#### Try it
The reply should consist of the full listing, written out exactly.

*** Dataset records

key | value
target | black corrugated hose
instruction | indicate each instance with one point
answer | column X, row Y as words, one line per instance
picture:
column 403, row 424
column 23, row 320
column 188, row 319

******

#### Output of the task
key | value
target | black corrugated hose
instruction | indicate each instance with one point
answer | column X, row Y as words, one line per instance
picture:
column 403, row 424
column 23, row 320
column 188, row 319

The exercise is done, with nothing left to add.